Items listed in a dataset
-----
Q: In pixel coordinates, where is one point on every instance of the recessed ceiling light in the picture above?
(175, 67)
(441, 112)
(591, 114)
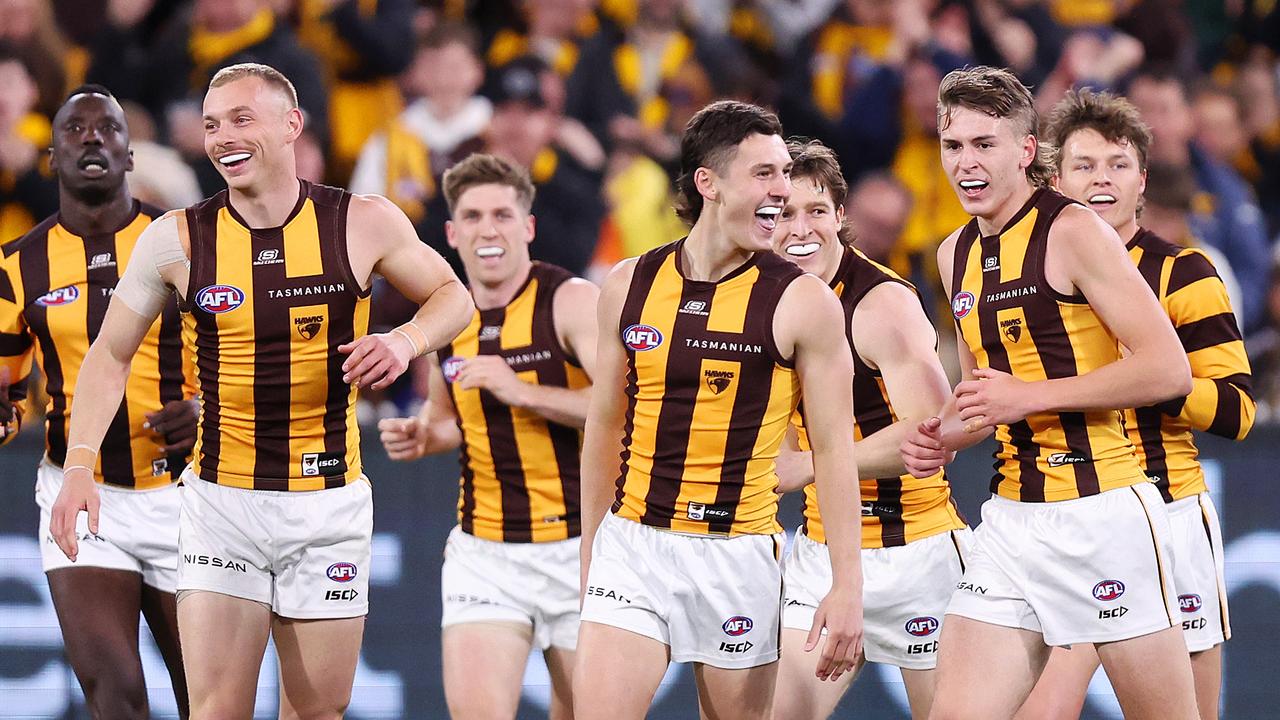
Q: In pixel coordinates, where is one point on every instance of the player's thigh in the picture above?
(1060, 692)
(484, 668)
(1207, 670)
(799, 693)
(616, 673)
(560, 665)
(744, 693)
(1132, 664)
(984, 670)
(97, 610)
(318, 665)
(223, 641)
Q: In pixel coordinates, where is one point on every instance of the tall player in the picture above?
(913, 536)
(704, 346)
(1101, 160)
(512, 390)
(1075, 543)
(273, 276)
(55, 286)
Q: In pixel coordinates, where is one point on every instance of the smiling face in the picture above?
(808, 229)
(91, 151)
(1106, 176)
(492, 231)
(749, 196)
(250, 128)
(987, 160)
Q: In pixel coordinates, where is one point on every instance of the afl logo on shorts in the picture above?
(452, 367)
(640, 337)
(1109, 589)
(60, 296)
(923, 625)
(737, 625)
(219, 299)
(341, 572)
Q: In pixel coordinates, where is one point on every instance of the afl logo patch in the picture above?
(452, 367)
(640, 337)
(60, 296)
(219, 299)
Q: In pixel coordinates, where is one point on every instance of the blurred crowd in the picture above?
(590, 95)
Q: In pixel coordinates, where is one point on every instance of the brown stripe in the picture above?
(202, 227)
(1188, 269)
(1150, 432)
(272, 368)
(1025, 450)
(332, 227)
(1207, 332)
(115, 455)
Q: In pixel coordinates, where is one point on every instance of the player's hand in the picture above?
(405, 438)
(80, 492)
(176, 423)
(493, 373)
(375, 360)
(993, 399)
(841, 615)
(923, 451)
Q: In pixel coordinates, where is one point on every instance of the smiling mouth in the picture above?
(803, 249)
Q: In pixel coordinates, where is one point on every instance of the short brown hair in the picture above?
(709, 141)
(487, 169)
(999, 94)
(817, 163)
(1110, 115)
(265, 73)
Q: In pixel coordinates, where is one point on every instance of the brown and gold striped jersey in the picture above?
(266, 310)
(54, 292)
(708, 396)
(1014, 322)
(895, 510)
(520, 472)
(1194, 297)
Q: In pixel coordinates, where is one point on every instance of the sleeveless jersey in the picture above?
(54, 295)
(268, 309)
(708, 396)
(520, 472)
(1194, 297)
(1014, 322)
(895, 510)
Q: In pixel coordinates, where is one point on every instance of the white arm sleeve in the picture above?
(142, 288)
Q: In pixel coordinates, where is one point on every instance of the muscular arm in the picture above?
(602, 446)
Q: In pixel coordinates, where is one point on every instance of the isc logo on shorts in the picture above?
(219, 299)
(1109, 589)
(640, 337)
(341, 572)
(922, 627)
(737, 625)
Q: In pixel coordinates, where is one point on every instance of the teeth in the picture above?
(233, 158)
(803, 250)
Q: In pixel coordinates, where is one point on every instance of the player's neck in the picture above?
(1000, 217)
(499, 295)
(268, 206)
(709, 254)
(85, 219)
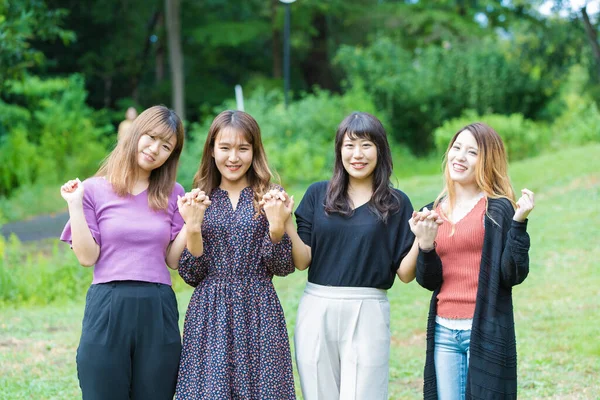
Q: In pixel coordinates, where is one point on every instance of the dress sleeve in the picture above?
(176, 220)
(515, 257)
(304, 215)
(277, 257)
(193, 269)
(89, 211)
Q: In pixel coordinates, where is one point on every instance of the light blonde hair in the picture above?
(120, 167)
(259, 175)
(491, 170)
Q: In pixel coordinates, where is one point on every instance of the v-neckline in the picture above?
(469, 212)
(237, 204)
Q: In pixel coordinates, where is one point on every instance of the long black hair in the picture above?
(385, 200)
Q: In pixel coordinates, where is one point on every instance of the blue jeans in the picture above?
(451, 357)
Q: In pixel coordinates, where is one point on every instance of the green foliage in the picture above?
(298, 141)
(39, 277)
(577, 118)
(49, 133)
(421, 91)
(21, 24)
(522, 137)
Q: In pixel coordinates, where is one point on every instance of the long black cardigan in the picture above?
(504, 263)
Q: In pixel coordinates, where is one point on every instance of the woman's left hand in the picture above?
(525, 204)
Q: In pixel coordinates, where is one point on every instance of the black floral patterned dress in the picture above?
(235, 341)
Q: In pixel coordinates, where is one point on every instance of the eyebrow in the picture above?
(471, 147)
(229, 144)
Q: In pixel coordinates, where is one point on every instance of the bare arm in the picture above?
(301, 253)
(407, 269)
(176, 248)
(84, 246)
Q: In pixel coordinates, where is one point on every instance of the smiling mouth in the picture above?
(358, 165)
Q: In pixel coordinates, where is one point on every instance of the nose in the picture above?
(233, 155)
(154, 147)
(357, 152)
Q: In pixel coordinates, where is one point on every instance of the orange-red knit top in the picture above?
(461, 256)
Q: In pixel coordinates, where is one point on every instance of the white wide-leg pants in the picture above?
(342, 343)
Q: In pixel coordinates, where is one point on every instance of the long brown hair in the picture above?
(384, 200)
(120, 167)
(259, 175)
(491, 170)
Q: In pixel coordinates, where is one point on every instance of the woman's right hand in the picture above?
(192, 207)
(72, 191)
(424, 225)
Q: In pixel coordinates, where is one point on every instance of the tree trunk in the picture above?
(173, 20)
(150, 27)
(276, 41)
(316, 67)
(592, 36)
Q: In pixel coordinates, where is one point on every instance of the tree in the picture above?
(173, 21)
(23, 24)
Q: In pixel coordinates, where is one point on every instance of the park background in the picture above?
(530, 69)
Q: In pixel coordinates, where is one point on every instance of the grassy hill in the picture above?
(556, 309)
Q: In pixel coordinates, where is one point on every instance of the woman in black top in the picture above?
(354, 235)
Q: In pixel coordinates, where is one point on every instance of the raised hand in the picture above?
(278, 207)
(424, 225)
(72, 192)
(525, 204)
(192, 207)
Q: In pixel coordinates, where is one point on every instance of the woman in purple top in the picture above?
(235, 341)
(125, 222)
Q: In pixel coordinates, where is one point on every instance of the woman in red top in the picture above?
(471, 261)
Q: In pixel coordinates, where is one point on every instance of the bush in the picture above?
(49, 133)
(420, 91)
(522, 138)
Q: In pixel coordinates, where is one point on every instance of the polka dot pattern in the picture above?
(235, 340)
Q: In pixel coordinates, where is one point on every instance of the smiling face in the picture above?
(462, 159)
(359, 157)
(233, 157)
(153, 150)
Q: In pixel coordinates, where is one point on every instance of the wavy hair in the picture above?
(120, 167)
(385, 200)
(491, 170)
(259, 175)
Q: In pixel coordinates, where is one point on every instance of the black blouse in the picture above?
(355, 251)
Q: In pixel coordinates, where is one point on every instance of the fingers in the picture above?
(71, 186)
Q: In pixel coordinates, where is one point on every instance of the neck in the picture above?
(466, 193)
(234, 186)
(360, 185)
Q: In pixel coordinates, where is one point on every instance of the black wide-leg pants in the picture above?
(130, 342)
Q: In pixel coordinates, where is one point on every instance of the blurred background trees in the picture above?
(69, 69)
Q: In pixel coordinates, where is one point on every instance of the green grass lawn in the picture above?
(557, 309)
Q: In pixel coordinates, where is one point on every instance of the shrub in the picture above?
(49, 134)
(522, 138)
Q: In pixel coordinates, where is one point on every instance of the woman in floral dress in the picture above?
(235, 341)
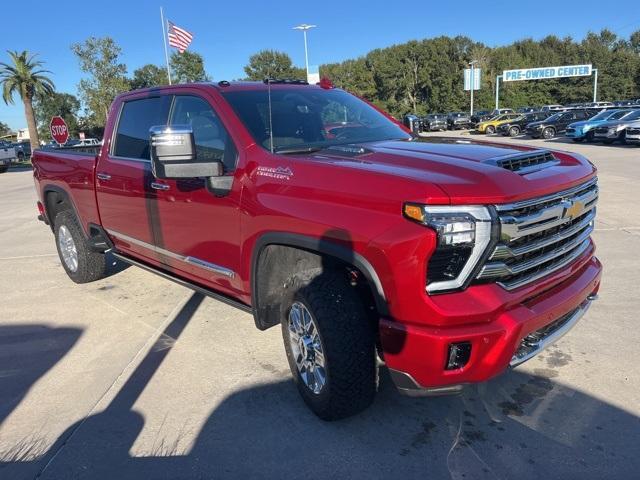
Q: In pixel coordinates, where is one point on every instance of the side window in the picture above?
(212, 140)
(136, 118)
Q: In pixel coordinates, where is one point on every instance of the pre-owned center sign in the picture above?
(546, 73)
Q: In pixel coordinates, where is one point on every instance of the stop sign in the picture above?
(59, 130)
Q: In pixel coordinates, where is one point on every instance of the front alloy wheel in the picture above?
-----
Return all of the lines above without alteration, minus the pictures.

→ Written answer:
Q: In pixel coordinates, where is one point on every instance of the recessed ceiling light in the picture above?
(175, 67)
(441, 112)
(591, 114)
Q: In pixel coordinates, where is one point on every instance of the player's thigh in the picture above?
(1060, 692)
(484, 668)
(1207, 670)
(799, 693)
(616, 673)
(560, 665)
(744, 693)
(1132, 664)
(984, 670)
(97, 610)
(318, 665)
(223, 641)
Q: In pixel coordinates, where is one point on every instance of the tall player in the picture above?
(913, 536)
(704, 346)
(1101, 160)
(512, 390)
(1075, 543)
(273, 276)
(55, 286)
Q: In pixel coordinates, where is one point on every instance of the smiling face in the picture above?
(808, 229)
(91, 151)
(1106, 176)
(492, 231)
(749, 196)
(250, 128)
(987, 160)
Q: In pixel coordinates, where is one point on every instance of the afl logo on shorts in the picture above?
(452, 367)
(640, 337)
(1109, 589)
(60, 296)
(923, 625)
(737, 625)
(219, 299)
(341, 572)
Q: In pixel coordinates, where is one point on every instance of the afl logo patch in the picture above?
(452, 367)
(640, 337)
(60, 296)
(219, 299)
Q: In pixel coordinates, where is one point on every instance of the blurred crowd in the picture above?
(590, 95)
Q: In pixel coordinates, where is one point on every instance of the brown stripe in the picture above?
(202, 227)
(1188, 269)
(1150, 432)
(272, 368)
(1025, 450)
(332, 227)
(1207, 332)
(115, 455)
Q: In pixel coordinates, where is one point on every instance of the player's hand in the picture above?
(405, 438)
(80, 492)
(176, 423)
(493, 373)
(375, 360)
(993, 399)
(841, 615)
(923, 451)
Q: In pixel coordinates, where is one point on every instance of the smiling mouth in the picture above?
(803, 249)
Q: In pixel coordinates, where is one point on every instance of the short brown hair in the picture above?
(709, 141)
(487, 169)
(999, 94)
(817, 163)
(1110, 115)
(265, 73)
Q: In pixel coordinates, where is one point on every instance of the brown and gold striped jersey in the picture above?
(266, 310)
(54, 292)
(708, 396)
(1014, 322)
(895, 510)
(520, 472)
(1194, 297)
Q: In pixel coordinates, where is one point on every instance of the sleeveless jersey in the picture above?
(54, 295)
(268, 309)
(708, 396)
(520, 472)
(1194, 297)
(1014, 322)
(895, 510)
Q: In pixel coordinates, where is one point on every instance of the white arm sleeve in the picture above?
(142, 288)
Q: In pixel coordinates, where is one point on every instance of the muscular arm in the picture above?
(602, 446)
Q: In pixel coordinates, where is one point on every instance of the isc logo on shorts in the picture above?
(219, 299)
(1109, 589)
(640, 337)
(341, 572)
(922, 627)
(737, 625)
Q: In pixel coordinates, where is one point on every instance of the teeth in the picture above?
(233, 158)
(803, 250)
Q: In pixel coordinates, where is one point on every instance of the player's neck in the picture above?
(1000, 217)
(499, 295)
(268, 206)
(709, 254)
(85, 219)
Q: In pixel coordinates, where is one point on every instance of the dress sleeve in the picture above?
(176, 220)
(515, 257)
(304, 215)
(277, 257)
(193, 269)
(89, 211)
Q: In pixel coordinates, where is one point on every instance of the light blonde hair in the picture above?
(120, 167)
(259, 175)
(491, 170)
Q: In pixel coordinates, where is one point on every instance of the v-neckline in the picture above?
(469, 212)
(237, 204)
Q: In pixel coordinates, where is one point on every instance of the long black hair in the picture above?
(385, 200)
Q: In pixel coordinates, where is one point on every instance of the blue jeans in the picture above?
(451, 357)
Q: In pixel coordinates, where is one point on every instance of the green foliage in the picture above?
(298, 141)
(39, 277)
(577, 118)
(49, 133)
(421, 91)
(21, 24)
(522, 137)
Q: In pixel coordinates, where is one point on every instance of the long black cardigan in the picture above?
(504, 263)
Q: In pixel coordinates, where is one point on every instance of the woman's left hand in the picture above?
(525, 204)
Q: In pixel coordinates, where is one point on every instance of the black floral patterned dress in the picture above?
(235, 341)
Q: In pixel coordinates, where is one point on every instance of the eyebrow in the picture above?
(471, 147)
(229, 144)
Q: In pixel coordinates, where is one point on every instance of the bare arm in the picture above?
(301, 253)
(407, 269)
(176, 248)
(84, 246)
Q: In pixel coordinates, where is one point on every instance of the smiling mouth in the picture above?
(358, 165)
Q: In pixel coordinates, where is one point on every instance of the nose in the picture above?
(233, 155)
(154, 147)
(357, 152)
Q: In pixel coordinates, where is one point on every instance of the orange-red knit top in the picture above?
(461, 256)
Q: In pixel coordinates, where is one point on every instance of the white wide-leg pants in the picture above?
(342, 343)
Q: In pixel coordinates, where is one point on every instance of the long brown hair in the picture above?
(384, 200)
(120, 167)
(259, 175)
(491, 170)
Q: In pixel coordinates, where is one point on every instance of the woman's right hand in the picture above?
(192, 207)
(72, 191)
(424, 225)
Q: In pixel coordinates, where is one point on every instance of the tree trunk in the picture above?
(173, 20)
(150, 27)
(276, 41)
(316, 67)
(592, 36)
Q: In pixel coordinates, where is one point on every instance of the tree in the picture above?
(173, 21)
(23, 24)
Q: In pixel coordinates, where is one point on every instance of the park background in the picture above?
(530, 69)
Q: In pixel coordinates, where is one point on every instance of the grassy hill in the picture above?
(556, 309)
Q: In pixel coordinates, where is one point on every instance of the woman in black top in the picture above?
(354, 235)
Q: In pixel coordinates, where is one point on every instance of the raised hand in the picture above?
(278, 207)
(424, 225)
(72, 192)
(525, 204)
(192, 207)
Q: In pixel coordinates, where is one point on every instance of the woman in purple top in the picture above?
(235, 341)
(125, 222)
Q: In pixel coordinates, where is one point on every instance of the woman in red top in the picture above?
(471, 261)
Q: In pixel coordinates, where is one point on every instance of the bush in the picture above?
(49, 133)
(420, 91)
(522, 138)
Q: In pixel coordinates, where is one point on every instance of the polka dot pattern in the picture above?
(235, 340)
Q: In pixel coordinates, where is one point on every instance of the smiling face in the picture above?
(462, 159)
(359, 157)
(233, 157)
(153, 150)
Q: In pixel coordinates, where is one point on every instance of the wavy hair in the picture above?
(120, 167)
(385, 200)
(491, 170)
(259, 175)
Q: In pixel coordinates, where is one point on every instance of the black blouse in the picture above?
(355, 251)
Q: In pixel coordinates, where is one point on every instance of the fingers in the picture above?
(71, 186)
Q: In pixel coordinates, where is one point on every instance of the neck in the picture above?
(466, 193)
(234, 186)
(360, 185)
Q: In pixel coordinates, where is one point on every instance of the black wide-leg pants in the picture above?
(130, 342)
Q: In pixel coordinates, where is one point on every instance of the blurred background trees in the picture above?
(69, 69)
Q: In pixel coordinates, where is one point on every instance of the green grass lawn in the picture above?
(557, 309)
Q: In pixel coordinates, where is one point on every instance of the shrub in the picture above?
(49, 134)
(522, 138)
Q: In pixel coordinates, where is one point on every instance of the woman in floral dress in the picture above?
(235, 341)
Q: In pixel coordinates, where is one point on every instance of the side window in the picture above?
(212, 140)
(136, 118)
Q: In pixel coordinates, where is one point on every instance of the pre-owned center sign in the picture above?
(546, 73)
Q: In pixel coordinates, where is one point on every instance of the stop sign in the picture above?
(59, 130)
Q: In pixel coordinates, where is one point on every instance of the front alloy wheel in the picture above?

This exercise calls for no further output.